▶ _Set exercise_
Find the line containing "wheel with one point per instance.", then output it and every line after it through the end of the listing below, exactly as written.

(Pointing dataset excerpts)
<<<<
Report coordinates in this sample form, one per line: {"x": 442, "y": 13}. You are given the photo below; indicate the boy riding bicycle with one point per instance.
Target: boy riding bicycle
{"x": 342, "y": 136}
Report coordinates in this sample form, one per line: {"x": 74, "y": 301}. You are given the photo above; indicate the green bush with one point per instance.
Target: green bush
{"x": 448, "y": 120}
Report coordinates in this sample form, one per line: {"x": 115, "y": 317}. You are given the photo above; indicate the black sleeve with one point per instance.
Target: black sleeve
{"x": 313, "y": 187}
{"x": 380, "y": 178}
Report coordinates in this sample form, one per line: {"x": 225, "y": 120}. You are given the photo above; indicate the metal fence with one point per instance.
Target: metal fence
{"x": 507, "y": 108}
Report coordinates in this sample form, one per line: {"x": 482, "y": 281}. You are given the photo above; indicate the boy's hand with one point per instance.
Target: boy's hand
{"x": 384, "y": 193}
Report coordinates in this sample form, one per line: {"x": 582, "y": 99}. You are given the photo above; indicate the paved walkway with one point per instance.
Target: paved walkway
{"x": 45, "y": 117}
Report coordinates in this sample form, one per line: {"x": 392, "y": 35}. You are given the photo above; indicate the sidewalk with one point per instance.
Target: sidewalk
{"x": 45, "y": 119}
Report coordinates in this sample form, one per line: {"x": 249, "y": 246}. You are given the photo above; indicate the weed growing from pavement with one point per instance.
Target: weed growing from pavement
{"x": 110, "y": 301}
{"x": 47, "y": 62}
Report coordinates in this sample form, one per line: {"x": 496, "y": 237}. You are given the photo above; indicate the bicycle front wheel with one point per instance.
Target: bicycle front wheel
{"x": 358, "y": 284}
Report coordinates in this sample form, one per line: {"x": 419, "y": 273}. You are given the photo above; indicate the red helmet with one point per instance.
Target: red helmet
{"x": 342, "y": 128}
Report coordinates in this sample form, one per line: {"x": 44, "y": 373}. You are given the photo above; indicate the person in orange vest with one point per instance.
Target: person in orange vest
>>>>
▶ _Task result_
Report coordinates in this sample form, one per line: {"x": 496, "y": 237}. You are given the photo above; indicate the bicycle front wheel with one point per instance.
Target: bicycle front wheel
{"x": 358, "y": 284}
Report coordinates in this sample form, one per line: {"x": 419, "y": 273}. You are given the photo above; indicate the red helmet with one point per instance.
Target: red helmet
{"x": 342, "y": 128}
Report coordinates in this sample form, one per line: {"x": 44, "y": 373}. You are given the photo above; indicate the person in orange vest with one point per instance.
Target: person in orange vest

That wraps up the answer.